- Try it -
For this exercise, output exactly and only the lines running from the one with "Where is the polished" through the final line of the data below, without pictures.

(Dataset entries)

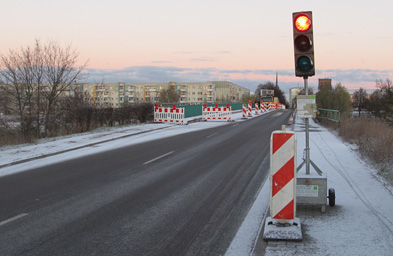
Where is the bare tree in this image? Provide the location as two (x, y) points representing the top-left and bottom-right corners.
(0, 39), (88, 139)
(0, 40), (45, 140)
(368, 79), (393, 125)
(352, 88), (369, 117)
(159, 87), (180, 103)
(41, 40), (88, 136)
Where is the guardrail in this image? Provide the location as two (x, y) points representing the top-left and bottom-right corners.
(317, 108), (341, 125)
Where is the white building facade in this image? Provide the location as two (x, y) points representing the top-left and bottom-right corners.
(77, 81), (249, 108)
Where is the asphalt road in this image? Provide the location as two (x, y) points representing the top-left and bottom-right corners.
(0, 110), (291, 256)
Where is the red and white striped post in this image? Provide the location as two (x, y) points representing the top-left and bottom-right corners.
(242, 104), (247, 119)
(270, 130), (297, 223)
(255, 102), (259, 115)
(248, 101), (252, 117)
(261, 101), (266, 113)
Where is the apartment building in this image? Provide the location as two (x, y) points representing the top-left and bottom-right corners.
(77, 81), (249, 108)
(318, 78), (332, 90)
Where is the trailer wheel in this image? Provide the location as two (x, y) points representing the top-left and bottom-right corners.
(328, 188), (336, 207)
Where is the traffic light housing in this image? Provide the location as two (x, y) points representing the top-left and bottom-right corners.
(293, 11), (315, 77)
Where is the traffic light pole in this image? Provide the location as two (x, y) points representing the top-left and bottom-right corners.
(304, 77), (311, 175)
(297, 76), (323, 175)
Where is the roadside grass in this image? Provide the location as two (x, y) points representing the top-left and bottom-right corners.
(321, 116), (393, 186)
(0, 128), (25, 146)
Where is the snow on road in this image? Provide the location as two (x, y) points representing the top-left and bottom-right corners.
(0, 118), (231, 177)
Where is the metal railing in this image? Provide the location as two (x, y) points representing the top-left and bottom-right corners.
(317, 108), (341, 124)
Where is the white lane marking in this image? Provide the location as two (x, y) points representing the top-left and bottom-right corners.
(143, 151), (175, 165)
(232, 123), (239, 127)
(206, 132), (218, 138)
(0, 213), (28, 227)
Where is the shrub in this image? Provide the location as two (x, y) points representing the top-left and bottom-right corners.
(338, 116), (393, 184)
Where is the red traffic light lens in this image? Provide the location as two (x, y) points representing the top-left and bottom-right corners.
(295, 14), (311, 32)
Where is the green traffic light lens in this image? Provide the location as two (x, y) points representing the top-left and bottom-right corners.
(297, 56), (313, 72)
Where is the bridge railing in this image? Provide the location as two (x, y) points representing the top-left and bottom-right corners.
(317, 108), (341, 125)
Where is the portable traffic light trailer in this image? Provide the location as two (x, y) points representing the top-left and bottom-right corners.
(292, 11), (335, 213)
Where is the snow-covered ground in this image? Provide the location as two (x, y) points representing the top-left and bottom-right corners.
(260, 118), (393, 255)
(1, 111), (393, 255)
(223, 115), (393, 256)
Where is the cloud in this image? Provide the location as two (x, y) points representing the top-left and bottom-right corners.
(320, 69), (393, 84)
(151, 60), (172, 64)
(84, 66), (393, 93)
(188, 57), (217, 62)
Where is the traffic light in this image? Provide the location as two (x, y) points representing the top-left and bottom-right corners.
(292, 11), (315, 77)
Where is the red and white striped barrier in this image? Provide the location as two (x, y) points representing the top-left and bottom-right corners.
(255, 103), (259, 115)
(248, 101), (252, 117)
(202, 104), (232, 121)
(242, 104), (247, 119)
(270, 130), (297, 223)
(154, 105), (168, 123)
(260, 102), (267, 112)
(169, 107), (185, 124)
(268, 103), (277, 110)
(154, 104), (185, 125)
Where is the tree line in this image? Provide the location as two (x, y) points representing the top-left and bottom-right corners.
(316, 79), (393, 126)
(354, 79), (393, 125)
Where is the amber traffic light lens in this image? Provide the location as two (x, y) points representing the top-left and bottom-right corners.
(295, 15), (311, 32)
(294, 35), (312, 52)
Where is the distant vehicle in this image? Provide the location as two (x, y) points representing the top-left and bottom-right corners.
(260, 96), (279, 104)
(261, 96), (273, 103)
(260, 89), (278, 104)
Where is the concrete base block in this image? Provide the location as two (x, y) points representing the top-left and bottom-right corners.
(263, 217), (303, 241)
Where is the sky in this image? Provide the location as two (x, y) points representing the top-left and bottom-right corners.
(1, 0), (393, 95)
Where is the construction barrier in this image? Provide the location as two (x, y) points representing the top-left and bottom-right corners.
(202, 104), (232, 121)
(248, 101), (252, 117)
(268, 103), (277, 110)
(260, 102), (267, 112)
(270, 130), (297, 223)
(255, 103), (259, 115)
(154, 104), (185, 125)
(242, 104), (247, 119)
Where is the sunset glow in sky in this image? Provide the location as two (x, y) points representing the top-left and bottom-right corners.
(1, 0), (393, 93)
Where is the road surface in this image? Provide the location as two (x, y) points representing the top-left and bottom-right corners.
(0, 110), (291, 256)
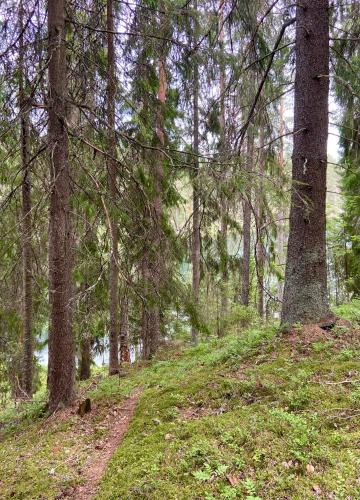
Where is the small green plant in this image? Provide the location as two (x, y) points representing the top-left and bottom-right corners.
(219, 485), (238, 499)
(193, 464), (213, 482)
(162, 406), (180, 421)
(312, 341), (333, 352)
(243, 478), (261, 499)
(192, 462), (228, 482)
(285, 387), (311, 411)
(337, 348), (357, 361)
(234, 454), (246, 469)
(350, 388), (360, 405)
(252, 449), (266, 465)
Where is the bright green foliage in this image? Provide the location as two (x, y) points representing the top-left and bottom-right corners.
(334, 299), (360, 322)
(332, 9), (360, 297)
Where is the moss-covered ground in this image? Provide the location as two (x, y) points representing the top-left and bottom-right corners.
(1, 303), (360, 499)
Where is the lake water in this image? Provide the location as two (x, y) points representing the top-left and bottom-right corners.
(36, 338), (141, 367)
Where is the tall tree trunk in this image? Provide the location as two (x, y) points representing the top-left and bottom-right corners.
(19, 0), (33, 397)
(119, 293), (130, 362)
(107, 0), (119, 375)
(191, 0), (200, 345)
(281, 0), (330, 325)
(142, 9), (167, 359)
(256, 125), (265, 318)
(218, 0), (228, 336)
(47, 0), (75, 411)
(241, 125), (253, 306)
(277, 97), (286, 302)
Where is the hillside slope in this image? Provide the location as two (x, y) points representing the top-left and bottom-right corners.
(1, 307), (360, 499)
(97, 321), (360, 499)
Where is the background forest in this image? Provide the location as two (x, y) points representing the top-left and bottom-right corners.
(1, 0), (360, 498)
(0, 0), (359, 407)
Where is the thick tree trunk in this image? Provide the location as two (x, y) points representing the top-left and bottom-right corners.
(47, 0), (75, 411)
(19, 0), (33, 397)
(107, 0), (119, 375)
(191, 0), (200, 346)
(256, 125), (265, 318)
(281, 0), (330, 325)
(218, 0), (228, 336)
(240, 125), (253, 306)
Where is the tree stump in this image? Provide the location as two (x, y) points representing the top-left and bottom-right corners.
(77, 398), (91, 417)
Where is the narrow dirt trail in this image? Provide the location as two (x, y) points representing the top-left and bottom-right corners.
(69, 389), (141, 500)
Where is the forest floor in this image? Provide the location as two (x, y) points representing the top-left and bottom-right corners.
(1, 302), (360, 499)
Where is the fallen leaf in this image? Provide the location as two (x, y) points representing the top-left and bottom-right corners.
(226, 474), (240, 486)
(306, 464), (315, 474)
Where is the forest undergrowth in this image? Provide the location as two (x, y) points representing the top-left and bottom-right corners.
(1, 302), (360, 499)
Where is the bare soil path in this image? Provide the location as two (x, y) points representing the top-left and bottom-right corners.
(68, 389), (141, 500)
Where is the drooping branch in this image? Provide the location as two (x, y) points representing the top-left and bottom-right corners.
(236, 17), (296, 151)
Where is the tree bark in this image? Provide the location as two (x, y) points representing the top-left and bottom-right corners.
(277, 96), (286, 302)
(218, 0), (228, 336)
(142, 7), (168, 359)
(119, 293), (130, 362)
(240, 125), (253, 307)
(47, 0), (75, 411)
(256, 125), (265, 318)
(281, 0), (330, 325)
(19, 0), (33, 397)
(191, 0), (200, 345)
(141, 254), (152, 360)
(79, 335), (91, 381)
(107, 0), (119, 375)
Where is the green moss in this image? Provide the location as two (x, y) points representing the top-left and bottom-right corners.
(2, 317), (360, 499)
(97, 324), (360, 499)
(334, 299), (360, 322)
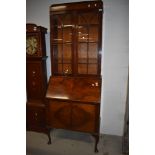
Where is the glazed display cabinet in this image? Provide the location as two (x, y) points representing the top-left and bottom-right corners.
(50, 1), (102, 76)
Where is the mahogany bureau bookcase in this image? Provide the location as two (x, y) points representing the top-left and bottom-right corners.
(46, 1), (103, 152)
(26, 23), (51, 144)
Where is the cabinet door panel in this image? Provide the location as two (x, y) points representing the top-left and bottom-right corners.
(48, 101), (71, 129)
(27, 106), (46, 128)
(26, 62), (45, 99)
(71, 103), (98, 133)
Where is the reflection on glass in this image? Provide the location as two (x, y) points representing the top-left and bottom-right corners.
(63, 64), (72, 74)
(53, 26), (62, 43)
(63, 27), (72, 42)
(78, 26), (88, 42)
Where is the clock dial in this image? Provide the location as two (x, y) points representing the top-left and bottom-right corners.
(26, 36), (38, 55)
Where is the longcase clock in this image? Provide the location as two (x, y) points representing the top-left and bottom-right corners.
(26, 23), (51, 144)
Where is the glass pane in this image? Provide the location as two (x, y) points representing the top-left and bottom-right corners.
(63, 14), (72, 26)
(78, 26), (88, 42)
(63, 27), (72, 42)
(88, 64), (97, 74)
(78, 13), (99, 25)
(88, 43), (98, 63)
(52, 15), (62, 26)
(63, 64), (72, 74)
(78, 64), (87, 74)
(78, 43), (87, 63)
(52, 15), (63, 43)
(58, 64), (63, 74)
(63, 44), (72, 63)
(90, 13), (99, 24)
(53, 45), (63, 63)
(89, 26), (98, 42)
(53, 26), (62, 43)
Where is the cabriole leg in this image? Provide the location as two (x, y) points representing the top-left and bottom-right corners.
(92, 134), (99, 153)
(47, 129), (51, 144)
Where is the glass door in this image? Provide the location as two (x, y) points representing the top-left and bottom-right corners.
(77, 12), (99, 75)
(51, 14), (73, 75)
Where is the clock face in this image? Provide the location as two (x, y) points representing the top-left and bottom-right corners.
(26, 36), (38, 55)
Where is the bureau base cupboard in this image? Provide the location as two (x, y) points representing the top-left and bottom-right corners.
(46, 76), (101, 152)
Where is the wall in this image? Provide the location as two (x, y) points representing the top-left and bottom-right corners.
(26, 0), (129, 136)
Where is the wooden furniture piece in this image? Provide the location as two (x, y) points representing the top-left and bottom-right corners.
(50, 0), (103, 76)
(46, 76), (101, 152)
(26, 23), (51, 144)
(46, 1), (103, 152)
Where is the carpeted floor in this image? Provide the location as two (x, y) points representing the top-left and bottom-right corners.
(27, 129), (123, 155)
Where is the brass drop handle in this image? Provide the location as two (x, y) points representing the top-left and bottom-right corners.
(95, 82), (99, 86)
(35, 112), (38, 116)
(91, 83), (95, 87)
(91, 82), (99, 87)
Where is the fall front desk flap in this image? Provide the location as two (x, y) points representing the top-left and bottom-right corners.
(46, 76), (101, 103)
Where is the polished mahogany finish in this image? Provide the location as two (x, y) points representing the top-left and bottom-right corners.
(46, 76), (101, 133)
(26, 59), (47, 100)
(26, 100), (46, 131)
(46, 76), (102, 152)
(47, 1), (103, 152)
(46, 76), (101, 103)
(26, 24), (51, 144)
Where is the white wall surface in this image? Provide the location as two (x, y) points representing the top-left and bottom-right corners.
(27, 0), (129, 136)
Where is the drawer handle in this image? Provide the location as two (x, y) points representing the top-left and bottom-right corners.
(95, 82), (99, 86)
(91, 82), (99, 87)
(91, 83), (95, 87)
(35, 112), (38, 116)
(88, 4), (90, 7)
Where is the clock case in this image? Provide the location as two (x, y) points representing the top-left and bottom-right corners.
(26, 24), (47, 57)
(26, 24), (51, 144)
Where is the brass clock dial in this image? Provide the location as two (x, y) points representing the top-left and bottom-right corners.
(26, 36), (38, 55)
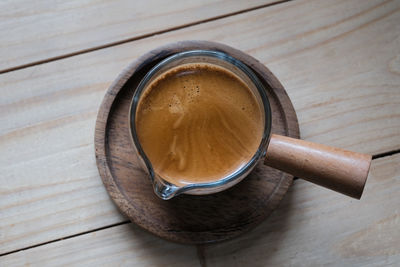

- Solution -
Where is the polished mahogany finish in this image? Provide the location as two (x, y) points representing the top-left and bottom-right corners.
(46, 76), (101, 133)
(26, 59), (47, 100)
(26, 100), (46, 131)
(46, 76), (102, 152)
(47, 1), (103, 152)
(46, 76), (101, 103)
(26, 24), (51, 144)
Where is the white wall surface in this image? Provide the location as two (x, y) points representing the top-left and bottom-right corners.
(27, 0), (129, 136)
Where is the drawer handle in this image? Provide the location as two (x, y) points representing the top-left and bottom-right corners.
(95, 82), (99, 86)
(91, 82), (99, 87)
(91, 83), (95, 87)
(35, 112), (38, 116)
(88, 4), (90, 7)
Where is the clock case in this image? Provide the location as two (x, y) points representing the top-left and bottom-right corners.
(26, 24), (47, 57)
(26, 24), (51, 144)
Where is the brass clock dial in this image? Provide the location as two (x, y) points representing the top-left and bottom-right corners.
(26, 36), (38, 55)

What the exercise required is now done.